• To do: An exact copy of the listing below is required.

• Given entries:

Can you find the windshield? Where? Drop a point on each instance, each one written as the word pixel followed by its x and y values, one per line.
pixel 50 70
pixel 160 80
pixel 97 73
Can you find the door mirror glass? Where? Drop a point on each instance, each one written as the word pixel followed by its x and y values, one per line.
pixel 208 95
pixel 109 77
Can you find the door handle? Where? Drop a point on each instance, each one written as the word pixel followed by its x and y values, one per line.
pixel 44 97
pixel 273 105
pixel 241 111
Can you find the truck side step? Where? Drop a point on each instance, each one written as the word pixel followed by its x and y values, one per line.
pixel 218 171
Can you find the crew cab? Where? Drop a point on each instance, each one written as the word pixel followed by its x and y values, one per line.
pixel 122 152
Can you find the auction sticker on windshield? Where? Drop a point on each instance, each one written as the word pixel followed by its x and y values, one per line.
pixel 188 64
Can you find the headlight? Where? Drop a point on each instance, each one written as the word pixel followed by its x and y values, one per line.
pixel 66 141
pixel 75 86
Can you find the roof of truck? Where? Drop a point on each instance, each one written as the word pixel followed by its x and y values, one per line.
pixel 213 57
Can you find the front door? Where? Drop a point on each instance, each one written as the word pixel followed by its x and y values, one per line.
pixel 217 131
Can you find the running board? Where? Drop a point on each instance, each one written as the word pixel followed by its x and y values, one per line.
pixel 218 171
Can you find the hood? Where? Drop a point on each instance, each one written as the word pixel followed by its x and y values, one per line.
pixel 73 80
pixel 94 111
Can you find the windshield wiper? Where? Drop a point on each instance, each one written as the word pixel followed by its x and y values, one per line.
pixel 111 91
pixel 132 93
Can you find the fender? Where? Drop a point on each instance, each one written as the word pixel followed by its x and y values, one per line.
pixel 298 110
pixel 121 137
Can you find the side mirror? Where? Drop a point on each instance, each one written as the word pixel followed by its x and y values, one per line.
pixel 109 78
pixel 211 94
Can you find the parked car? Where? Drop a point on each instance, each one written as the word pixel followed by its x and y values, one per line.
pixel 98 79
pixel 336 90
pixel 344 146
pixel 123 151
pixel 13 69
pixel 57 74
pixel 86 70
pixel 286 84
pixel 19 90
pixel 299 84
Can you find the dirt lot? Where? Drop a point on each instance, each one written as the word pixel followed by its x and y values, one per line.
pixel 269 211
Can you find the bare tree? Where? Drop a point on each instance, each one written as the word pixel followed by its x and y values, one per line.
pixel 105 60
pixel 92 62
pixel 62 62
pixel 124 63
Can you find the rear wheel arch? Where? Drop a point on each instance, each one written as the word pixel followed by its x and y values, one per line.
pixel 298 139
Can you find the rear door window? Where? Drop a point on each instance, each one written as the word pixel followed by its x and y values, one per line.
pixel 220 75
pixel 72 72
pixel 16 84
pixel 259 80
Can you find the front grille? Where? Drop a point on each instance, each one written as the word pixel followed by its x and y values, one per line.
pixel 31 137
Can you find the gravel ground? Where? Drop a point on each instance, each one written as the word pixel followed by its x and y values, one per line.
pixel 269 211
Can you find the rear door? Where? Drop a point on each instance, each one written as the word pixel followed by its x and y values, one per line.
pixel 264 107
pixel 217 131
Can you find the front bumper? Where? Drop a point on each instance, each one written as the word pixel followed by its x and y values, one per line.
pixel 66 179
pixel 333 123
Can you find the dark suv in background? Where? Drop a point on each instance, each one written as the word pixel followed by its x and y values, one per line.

• Solution to the exercise:
Can you find the windshield? Where? Drop a point on each instance, each one written as the word pixel followed by its x and y values, one per line.
pixel 50 70
pixel 160 80
pixel 97 73
Can you find the door mirror glass? Where? Drop a point on each instance, each one written as the word pixel followed by its x and y values, one per line.
pixel 208 95
pixel 109 77
Can you find the door handle? Where? Drop a point on each instance, each one written as the word pixel followed by its x and y values, one per line.
pixel 44 97
pixel 273 105
pixel 241 111
Can you find the truck side step? Where? Drop a point on each instance, each one written as the word pixel followed by its x and y values, one per line.
pixel 218 171
Can you find the crew cab? Where? Drop a point on each instance, each one written as the word pixel followed by its x and y values, one per line.
pixel 122 152
Can you find the auction sticker on windshield? Where? Drop a point on each instance, each one written as the word pixel followed by its x and y values, one per line.
pixel 188 64
Can you find the headlight? Where? Drop a point on each instance, each one written as the word pixel followed by its x and y values, one per line.
pixel 66 141
pixel 75 86
Can you find the roof of truck? Where? Drop a point on each instance, each one written as the word pixel followed by its x and y values, one per line.
pixel 213 57
Can you find the front door? Where? Drop a point on each instance, each one written as the word pixel followed by its x and y values, one per line.
pixel 217 131
Can you find the running board? Where? Drop a point on each instance, each one written as the word pixel followed by its x and y values, one per line.
pixel 218 171
Can you find the hood? Where? Drop a point on each instance, each one written as the word pixel followed by its x and y values, one per line.
pixel 73 80
pixel 94 111
Can you find the windshield wiper? Where? Drop a point on each instance, each one written as the word pixel followed by its x and y values, one per line.
pixel 111 91
pixel 132 93
Can you find the fender? Where? Drop a point on each instance, each one written as the word pixel followed by its x and y values, one per line.
pixel 298 110
pixel 121 137
Can you find the side mirror? Where? Drop a point on each instance, each one written as the word pixel followed by its x and y values, one per line.
pixel 109 78
pixel 211 94
Can you find the parked car? Where? Drop a point on each instance, each one written as the word pixel followed by its x and y values, one per line.
pixel 98 79
pixel 336 90
pixel 344 146
pixel 123 151
pixel 13 69
pixel 57 74
pixel 86 70
pixel 286 84
pixel 19 90
pixel 299 84
Can you find the dirt lot? Where? Drop a point on each instance, each one written as the word pixel followed by its x and y values, one per line.
pixel 269 211
Can you find the bare tree? Where? Drop a point on each instance, each one written as the word pixel followed by its x and y values, one per line.
pixel 105 60
pixel 92 62
pixel 62 62
pixel 124 63
Can you find the rear wheel arch? Where? Drop a point on each instance, each one written as the word pixel followed by its x and y values, one per line.
pixel 298 139
Can you find the rear door window? Where? Drop a point on each instance, each one written as the word pixel followed by its x and y values, one per line.
pixel 220 75
pixel 72 72
pixel 16 84
pixel 259 80
Can you find the front grille? Where? Drop a point on each instance, each one written as the word pixel followed by its x and y values, one per line.
pixel 31 137
Can you find the gravel ground? Where? Drop a point on each instance, each one written as the word pixel followed by its x and y values, one per line.
pixel 269 211
Can you find the rear door? Where? Drop a point on each instance, each one written as the word pixel followed by its x and y values, one per line.
pixel 264 107
pixel 217 131
Can you find the front bumper? Where? Drop a point on each instance, each one written as the word pixel followed by its x and y values, one per line.
pixel 66 179
pixel 333 123
Can you find the dark suv in background? Where? Drop a point on each instance, each one written as the word pixel followed by its x and y values, one per line.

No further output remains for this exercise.